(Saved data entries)
______________________________
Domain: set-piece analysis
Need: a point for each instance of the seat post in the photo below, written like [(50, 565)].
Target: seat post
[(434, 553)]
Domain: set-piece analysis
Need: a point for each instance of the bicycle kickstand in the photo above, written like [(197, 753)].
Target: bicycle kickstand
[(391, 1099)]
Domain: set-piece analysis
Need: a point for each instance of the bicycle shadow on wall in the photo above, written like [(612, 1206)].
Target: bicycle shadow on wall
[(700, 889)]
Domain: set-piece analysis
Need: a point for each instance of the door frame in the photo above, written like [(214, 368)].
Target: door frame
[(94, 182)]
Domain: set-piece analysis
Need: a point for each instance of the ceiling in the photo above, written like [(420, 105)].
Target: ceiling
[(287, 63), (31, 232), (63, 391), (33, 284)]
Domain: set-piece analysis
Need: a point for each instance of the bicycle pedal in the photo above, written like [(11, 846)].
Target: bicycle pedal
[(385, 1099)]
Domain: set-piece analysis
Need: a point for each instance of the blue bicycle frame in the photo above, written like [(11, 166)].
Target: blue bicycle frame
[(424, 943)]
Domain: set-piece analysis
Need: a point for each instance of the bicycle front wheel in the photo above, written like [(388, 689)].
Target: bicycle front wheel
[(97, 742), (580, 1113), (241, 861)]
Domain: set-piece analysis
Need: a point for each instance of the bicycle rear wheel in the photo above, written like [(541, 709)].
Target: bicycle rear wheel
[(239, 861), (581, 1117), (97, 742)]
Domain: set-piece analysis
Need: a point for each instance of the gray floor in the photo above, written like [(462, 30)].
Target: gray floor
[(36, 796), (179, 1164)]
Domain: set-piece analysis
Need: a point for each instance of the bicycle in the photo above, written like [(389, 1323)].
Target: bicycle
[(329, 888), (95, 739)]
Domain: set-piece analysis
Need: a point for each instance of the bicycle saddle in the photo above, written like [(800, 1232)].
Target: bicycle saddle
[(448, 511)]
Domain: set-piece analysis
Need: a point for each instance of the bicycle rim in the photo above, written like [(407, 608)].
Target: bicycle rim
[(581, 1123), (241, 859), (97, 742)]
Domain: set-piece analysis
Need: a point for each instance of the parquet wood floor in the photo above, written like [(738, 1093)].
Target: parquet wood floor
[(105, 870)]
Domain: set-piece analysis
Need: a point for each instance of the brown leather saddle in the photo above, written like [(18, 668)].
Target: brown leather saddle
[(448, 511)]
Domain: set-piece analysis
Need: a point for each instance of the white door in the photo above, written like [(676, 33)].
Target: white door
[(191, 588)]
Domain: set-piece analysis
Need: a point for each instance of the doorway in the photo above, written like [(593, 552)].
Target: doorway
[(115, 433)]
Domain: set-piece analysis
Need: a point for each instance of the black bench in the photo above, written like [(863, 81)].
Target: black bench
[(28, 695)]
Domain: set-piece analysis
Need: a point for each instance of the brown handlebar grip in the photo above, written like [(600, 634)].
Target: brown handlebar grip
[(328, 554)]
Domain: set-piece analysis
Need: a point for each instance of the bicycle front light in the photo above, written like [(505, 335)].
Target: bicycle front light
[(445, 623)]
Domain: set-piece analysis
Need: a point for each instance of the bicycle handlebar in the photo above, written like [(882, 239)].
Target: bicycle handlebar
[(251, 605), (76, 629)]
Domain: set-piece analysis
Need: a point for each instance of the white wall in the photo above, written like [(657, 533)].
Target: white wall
______________________________
Rewrite all the records above, replacing "Target" with "Object" wherever it occurs and leaving everything else unchanged.

Domain: set-piece analysis
Need: a point for each instance of the seat post in the photo below, written like [(50, 565)].
Object: seat post
[(434, 553)]
Domain: set-piece analysis
Need: a point for each instance of the bicycle kickstand in the photo above, written like [(197, 753)].
Object: bicycle kickstand
[(391, 1099)]
Domain: set-piece analysis
Need: a point for each instance of the bicycle shadow on wall in the photo above, written like [(612, 1206)].
Object: bicycle shadow on wall
[(700, 889)]
Domain: set-piece analysis
Need: a point for each instance of the door frame in the photo above, written like [(214, 368)].
Object: door frame
[(94, 182)]
Domain: set-piece analysis
Need: a point for each instance of the ceiling in the photo above, written like [(420, 105)].
Object: ceiling
[(287, 63), (31, 232), (63, 391), (33, 284)]
Domain: set-piece analysis
Need: a point for each instance of the bicycle pedal in the photo above, written like [(11, 846)].
Object: bicycle pedal
[(385, 1099)]
Domain: set-piece analysis
Need: a point for each instance of the blue bicycle frame in the photo above, written like [(11, 166)].
Object: blue bicycle frame
[(424, 943)]
Domain: set-piece analysis
Need: a point for each instance of the bicycle front wheel in the photo above, written like [(388, 689)].
Object: bicycle front wheel
[(97, 742), (580, 1113), (241, 861)]
Domain: set-piece analysis
Need: a point for each instance of the bicycle rear wheel in the photo above, written like [(541, 709)].
Object: bicycle rear wheel
[(239, 861), (581, 1117), (97, 742)]
Domain: set-piece analysis
Need: a point for each instance of the gray floor in the photo above, written like [(462, 30)].
Object: gray floor
[(36, 796), (179, 1164)]
Domain: set-piece analysis
Need: a point for each instance of the bicycle in the photo above, written like [(389, 1323)].
Object: bicycle
[(329, 888), (95, 739)]
Domain: set-piece analysis
Need: a point for each instance of the bicycle saddle in the photo above, written like [(800, 1232)].
Object: bicycle saddle
[(448, 511)]
Domain: set-piece analysis
Need: a point for each instance of the bicycle rim in the photo above, written like [(407, 608)].
Object: bicycle rim
[(581, 1123), (241, 859), (97, 742)]
Domain: set-piece analysis
Need: a point for each instance of the parquet wood floor in the photo above, written like [(738, 1093)].
Object: parquet wood floor
[(105, 870)]
Domain: set-piece analysis
Need: a point for each instance of the brown leather saddle in the photo above, written like [(18, 668)].
Object: brown leather saddle
[(448, 511)]
Domain: set-piece analysis
Need: a point for each instance of the white door in the photo above, written like [(676, 33)].
Object: white door
[(191, 588)]
Domain: set-piece analysis
Need: a point for each instance of the doorway in the photo above, written like [(593, 552)].
Object: doorway
[(115, 433)]
Domain: set-piece analysis
Need: a point for each instance of the black bench in the photo above, written like [(863, 81)].
Object: black bench
[(28, 695)]
Domain: set-piece analysis
Need: a point for each instance of the brown handlebar grip in the photo above, written like [(600, 634)].
Object: brown handlebar grip
[(328, 554)]
Domain: set-piece analysis
Need: a point for each instance of the bicycle front light in the photo above, written like [(505, 335)].
Object: bicycle front light
[(445, 623)]
Domain: set-piece analysis
Need: a point for each instance of the bicycle handlebar in the photo above, written like [(882, 239)].
Object: bicycle handlebar
[(251, 605), (76, 629)]
Domain: set-piece analysis
Need: a point for each instance of the white wall in the photo above, written like [(657, 533)].
Object: white wall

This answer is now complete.